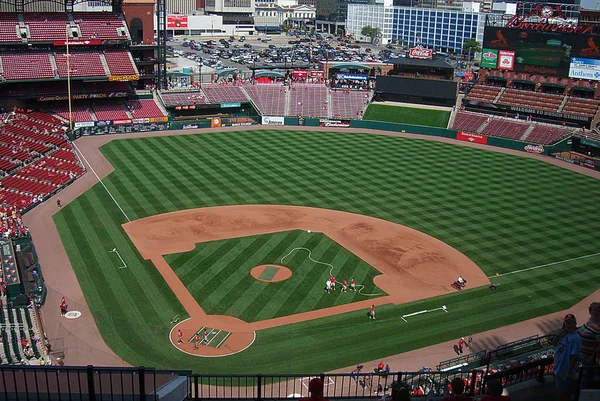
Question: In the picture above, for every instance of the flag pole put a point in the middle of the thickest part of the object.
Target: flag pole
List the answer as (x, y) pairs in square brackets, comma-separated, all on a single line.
[(69, 80)]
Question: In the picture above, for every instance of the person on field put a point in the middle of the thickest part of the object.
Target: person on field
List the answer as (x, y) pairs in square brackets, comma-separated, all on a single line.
[(315, 388)]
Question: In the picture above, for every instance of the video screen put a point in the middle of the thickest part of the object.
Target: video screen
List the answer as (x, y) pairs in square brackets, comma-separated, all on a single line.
[(547, 53)]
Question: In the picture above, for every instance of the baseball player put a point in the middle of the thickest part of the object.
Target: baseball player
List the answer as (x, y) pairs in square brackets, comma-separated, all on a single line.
[(328, 286)]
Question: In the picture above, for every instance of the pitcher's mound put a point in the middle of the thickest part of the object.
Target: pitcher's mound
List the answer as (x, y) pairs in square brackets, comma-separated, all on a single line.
[(271, 273)]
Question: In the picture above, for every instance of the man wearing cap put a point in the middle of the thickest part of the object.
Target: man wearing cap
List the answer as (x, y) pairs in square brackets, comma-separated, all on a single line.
[(315, 387), (566, 353)]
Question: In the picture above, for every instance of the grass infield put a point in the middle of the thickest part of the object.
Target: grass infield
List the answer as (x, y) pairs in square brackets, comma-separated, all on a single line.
[(407, 115), (504, 212)]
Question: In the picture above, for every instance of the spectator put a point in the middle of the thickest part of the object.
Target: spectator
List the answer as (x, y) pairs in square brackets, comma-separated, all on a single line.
[(315, 387), (495, 391), (590, 344), (400, 392), (566, 354), (458, 387)]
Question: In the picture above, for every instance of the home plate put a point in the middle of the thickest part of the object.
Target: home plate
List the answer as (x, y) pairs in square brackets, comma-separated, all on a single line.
[(73, 314)]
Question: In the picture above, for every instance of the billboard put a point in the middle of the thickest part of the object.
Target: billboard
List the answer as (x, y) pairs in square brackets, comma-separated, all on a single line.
[(489, 58), (584, 68), (539, 52), (177, 21)]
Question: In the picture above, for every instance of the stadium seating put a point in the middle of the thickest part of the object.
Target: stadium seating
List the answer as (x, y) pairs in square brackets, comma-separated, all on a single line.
[(348, 104), (47, 27), (182, 98), (26, 66), (144, 108), (110, 111), (505, 128), (8, 28), (223, 93), (483, 93), (545, 134), (101, 26), (269, 98), (119, 62), (579, 106), (470, 122), (308, 100), (82, 64)]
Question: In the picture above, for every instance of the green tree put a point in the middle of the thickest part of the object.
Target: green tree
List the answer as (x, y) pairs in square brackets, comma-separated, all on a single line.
[(470, 47), (370, 32)]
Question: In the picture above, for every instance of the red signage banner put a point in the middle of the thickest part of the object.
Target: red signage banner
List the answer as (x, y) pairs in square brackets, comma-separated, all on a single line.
[(506, 60), (177, 21), (474, 138), (420, 52), (93, 42)]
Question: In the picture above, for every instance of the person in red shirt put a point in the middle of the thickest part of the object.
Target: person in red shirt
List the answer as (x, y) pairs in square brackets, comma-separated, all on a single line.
[(495, 391), (458, 387), (315, 387)]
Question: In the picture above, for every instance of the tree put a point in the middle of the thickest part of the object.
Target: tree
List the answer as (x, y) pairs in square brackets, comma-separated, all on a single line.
[(370, 32), (471, 47)]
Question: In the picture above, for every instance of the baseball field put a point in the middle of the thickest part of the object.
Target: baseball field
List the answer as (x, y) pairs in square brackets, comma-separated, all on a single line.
[(526, 224)]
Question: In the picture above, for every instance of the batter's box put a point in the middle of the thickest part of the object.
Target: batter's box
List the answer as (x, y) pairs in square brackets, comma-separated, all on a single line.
[(327, 382)]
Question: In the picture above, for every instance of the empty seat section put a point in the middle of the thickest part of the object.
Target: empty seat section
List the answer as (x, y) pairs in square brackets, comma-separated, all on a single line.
[(26, 66), (85, 64), (119, 62)]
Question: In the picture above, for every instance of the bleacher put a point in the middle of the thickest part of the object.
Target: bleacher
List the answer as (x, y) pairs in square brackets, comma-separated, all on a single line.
[(119, 62), (483, 93), (26, 66), (223, 93), (348, 104), (269, 98), (308, 100), (81, 64)]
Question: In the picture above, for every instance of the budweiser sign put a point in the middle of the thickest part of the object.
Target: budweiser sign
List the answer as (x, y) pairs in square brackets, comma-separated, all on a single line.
[(543, 26), (420, 52)]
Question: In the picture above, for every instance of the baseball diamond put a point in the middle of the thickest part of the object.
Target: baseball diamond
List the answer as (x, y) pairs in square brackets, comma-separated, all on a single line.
[(497, 213)]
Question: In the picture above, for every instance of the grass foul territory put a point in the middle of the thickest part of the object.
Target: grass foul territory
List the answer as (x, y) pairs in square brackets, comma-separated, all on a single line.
[(504, 212), (407, 115)]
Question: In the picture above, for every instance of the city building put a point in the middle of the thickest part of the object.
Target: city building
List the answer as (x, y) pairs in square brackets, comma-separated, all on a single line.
[(440, 29)]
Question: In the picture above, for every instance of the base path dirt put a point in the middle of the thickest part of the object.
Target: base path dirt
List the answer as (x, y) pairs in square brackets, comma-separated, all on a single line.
[(414, 265), (80, 340)]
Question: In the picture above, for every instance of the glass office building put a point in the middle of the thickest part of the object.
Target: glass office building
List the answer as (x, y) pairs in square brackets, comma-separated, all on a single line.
[(441, 29)]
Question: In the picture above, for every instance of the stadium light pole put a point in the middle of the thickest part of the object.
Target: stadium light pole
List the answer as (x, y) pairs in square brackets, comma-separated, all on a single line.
[(69, 79)]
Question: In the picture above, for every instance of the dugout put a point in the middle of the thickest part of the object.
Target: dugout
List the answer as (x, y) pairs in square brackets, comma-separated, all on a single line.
[(415, 90)]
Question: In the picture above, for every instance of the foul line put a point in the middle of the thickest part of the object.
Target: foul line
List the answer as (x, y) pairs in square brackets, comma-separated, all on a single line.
[(99, 180), (548, 264)]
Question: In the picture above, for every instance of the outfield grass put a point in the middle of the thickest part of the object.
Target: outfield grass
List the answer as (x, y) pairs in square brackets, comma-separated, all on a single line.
[(407, 115), (217, 274), (504, 212)]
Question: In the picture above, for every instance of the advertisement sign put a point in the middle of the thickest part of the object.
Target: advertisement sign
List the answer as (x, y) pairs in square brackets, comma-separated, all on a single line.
[(334, 123), (420, 52), (584, 68), (506, 60), (215, 122), (355, 77), (230, 104), (268, 120), (93, 42), (489, 58), (300, 73), (474, 138), (534, 149), (540, 52), (133, 77), (177, 21)]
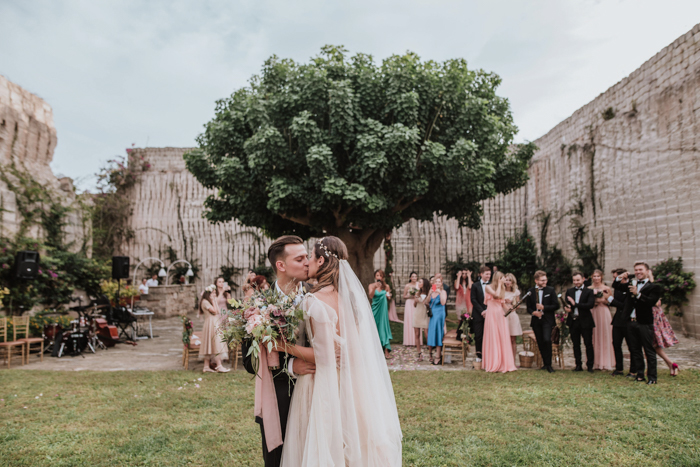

◆ Exercise
Rewrite the material above as a numbered list with one line per item. Leave out blank lines and the pictures.

◆ Exercise output
1. Question: In the picture above, for every instance of the flag pole put a point in the middle of the thickest part of the object.
2. Target: flag pole
3. List the answer as (x, y) pairs in square brackets, comma-separated, all on a single line.
4. [(69, 80)]
5. Question: In the picture above, for every instance of the person on field put a point in the middle of the thickest part of the object.
6. Target: person on field
7. List the answer as (x, y) pairs in square brackets, comma-separated, all on a single line.
8. [(315, 388)]
9. Question: In the picture above, for every instance of the video screen put a point in the middle of the thickest part of the object.
10. Target: video screen
11. List the answer as (x, y) pairs in square brackets, comma-separated, all on a single line.
12. [(547, 53)]
13. Question: In the picture above, for every instance of the baseball player put a point in the middle of the thickest part of the object.
14. Target: baseball player
15. List the answer as (x, y) pairs in square brackets, comma-separated, all on a single line.
16. [(328, 286)]
17. Question: In the picture above, for every instance of the pitcher's mound put a point in the middle of the thickest part of the object.
18. Target: pitcher's mound
19. List the answer as (x, y) pairs in square brackets, comma-separated, all on a single line.
20. [(271, 273)]
21. Question: In the picture above, for every instance of the man wearing cap put a point in the middle of the thickest part of the object.
22. Target: man wearing cap
23. List the answer as (x, y) pairs in square brackets, comma-separated, all on a single line.
24. [(315, 387), (566, 353)]
25. Question: In the picture above, for every instance of the grass infield put a point in the middle of the thickest part of the object.
26. Target: grass infield
27. List the answer as (x, y) pairs in square brackets, comma-separated, all on a single line.
28. [(407, 115), (504, 212)]
29. Question: In the picture above, for every instance of the spectator put a point in the middle of the thickest part of the object.
30. Target: spectator
31. List the answer as (x, y) pairs in square brackets, comma-separated, all on a single line.
32. [(315, 387), (495, 391), (590, 344), (400, 392), (566, 354), (458, 387)]
33. Question: In the picture above, for every instance of the home plate put a point in the middle of the thickest part of the object.
34. Target: home plate
35. List the answer as (x, y) pairs in square brackets, comma-separated, all on a single line.
36. [(73, 314)]
37. Question: In the picture above, for every instance of the billboard put a point in the middle of the thickest part of the object.
38. Target: billboard
39. List the answer as (x, y) pairs in square brackets, comma-separated, all on a single line.
40. [(489, 58), (584, 68), (539, 52), (177, 21)]
41. Question: In the picture above, for every instance of the stadium seating put a point in the middle of the thickest part of the object.
42. Target: stadium seating
43. List the answer as (x, y) pairs in square brackets, comma-separated, all on a single line.
44. [(348, 104), (47, 27), (182, 98), (26, 66), (144, 108), (110, 111), (505, 128), (8, 28), (223, 93), (483, 93), (545, 134), (101, 26), (269, 98), (119, 62), (579, 106), (470, 122), (308, 100), (82, 64)]
45. Question: In the picture above, for every instance of the green tree put a point in the middle of the thickest part of the object.
46. Target: green tree
47. List the answer as (x, y) pairs in square brackets, comma-separated, all on a single line.
48. [(470, 47), (370, 32)]
49. Question: In the picture above, for every instance of the red signage banner put a point in the middle of the thickest part of the object.
50. Target: red signage banner
51. List the answer as (x, y) pairs in square brackets, comma-separated, all on a single line.
52. [(506, 60), (177, 21), (474, 138), (420, 52), (93, 42)]
53. Question: In the picture above, for every instance of the person in red shirt put a point in the middle of the thickest part of the object.
54. Target: person in red shirt
55. List the answer as (x, y) pairs in square brackets, comma-separated, all on a single line.
56. [(495, 391), (458, 387), (315, 387)]
57. Question: In the picture above, for every instance of the tree put a point in the middle of the thickest part of the object.
58. Target: tree
59. List the answer as (x, y) pairs in square brackets, comma-separated, all on a single line.
60. [(370, 32), (471, 47)]
61. Question: In the picture above, for every instance of the baseball field put a point in the middle of the thickest part of the object.
62. Target: baseball field
63. List the answer as (x, y) pairs in square brackets, comma-separated, all on a single line.
64. [(526, 224)]
65. Question: In the picture above, for every instance of the batter's box put a point in the middle of the thickest part of the object.
66. Target: batter's box
67. List the answer as (x, y) pairs in square brackets, comma-separated, all on a single line.
68. [(327, 382)]
69. Question: In the picture above, for every instance of the empty seat section put a point in the middle of the thickest part of the object.
70. Target: empty seat section
71. List the answer as (x, y) pairs in square brackets, comma-separated, all on a single line.
72. [(26, 66), (85, 64), (119, 62)]
73. Question: In the picture above, for every instance of the bleacher put a point in the middle of the thickest part of the object.
74. Target: bleacher
75. List the answer as (x, y) pairs in square brackets, comma-separated, all on a single line.
76. [(119, 62), (483, 93), (26, 66), (223, 93), (348, 104), (269, 98), (308, 100), (81, 64)]
77. Question: In the picture above, for every instance of the budweiser sign put a point in the middle of the thickest part of the object.
78. Target: budweiser sign
79. List the answer as (x, y) pairs in square brackets, comma-separated, all on a single line.
80. [(543, 26), (420, 52)]
81. Question: In the picture above, for every instance of the baseball diamond put a point in the middle of the thickest part of the object.
82. Target: baseball diamond
83. List the answer as (x, y) pairs in square brackets, comma-separated, all on a single line.
84. [(497, 213)]
85. Question: In the picture above, for every instance of the grass foul territory put a point in the middle of the thickest part of the object.
86. Target: grass foul territory
87. List the answer as (x, y) pairs in square brackets, comma-separated, all on a single line.
88. [(504, 212), (407, 115)]
89. Question: In the picture above, for every instance of the city building put a point in the middle of the thickest part of the object.
90. Target: city building
91. List the answer as (x, y) pairs in square brackets, comma-separated, all on a single line.
92. [(440, 29)]
93. Question: In the picture above, for every instance of the base path dirt put a point in the middle of the thickest part of the object.
94. Target: base path dirt
95. List the answer as (x, y) pairs in square brackets, comma-separated, all on a single line.
96. [(414, 265), (80, 340)]
97. Question: In the picture above, for every instance of the glass office building put a point in the middle of the thickest part of the object.
98. Target: glass office building
99. List the answer as (x, y) pairs in square brackets, comma-separated, all on a single line.
100. [(441, 29)]
101. Question: In the picture above, for every instance of the stadium light pole put a point in the middle of the thickest part of the object.
102. Target: stadium light pole
103. List the answer as (x, y) pairs in square brackets, comma-separated, all on a single line.
104. [(69, 79)]
105. Question: In the picture above, for every instance of the dugout put a point in the middle of the thickest part of the object.
106. Target: dugout
107. List the answer as (x, y) pairs in square brackets, comma-separated, all on a single line.
108. [(415, 90)]
109. Question: In the picture above, for every instance of the foul line put a point in the middle of the thickest part of the object.
110. Target: foul line
111. List the answer as (x, y) pairs in square brackets, comma-separated, all on a single line.
112. [(99, 180), (548, 264)]
113. Question: In the picture above, for every instance of the outfield grass put a point in the middle of the thickest part of the object.
114. Target: outfield grass
115. List the answer as (x, y) pairs in square brackets, comma-separated, all on a single line.
116. [(407, 115), (217, 274), (504, 212)]
117. Question: In the picture above, for every instance of the advertisement sign put a point in the middle of the thickest part of the object.
118. Target: advertisement sign
119. List the answer as (x, y) pairs in square brackets, comma-separated, all on a single line.
120. [(334, 123), (420, 52), (584, 68), (506, 60), (215, 122), (355, 77), (230, 104), (268, 120), (93, 42), (489, 58), (300, 73), (474, 138), (534, 149), (540, 52), (133, 77), (177, 21)]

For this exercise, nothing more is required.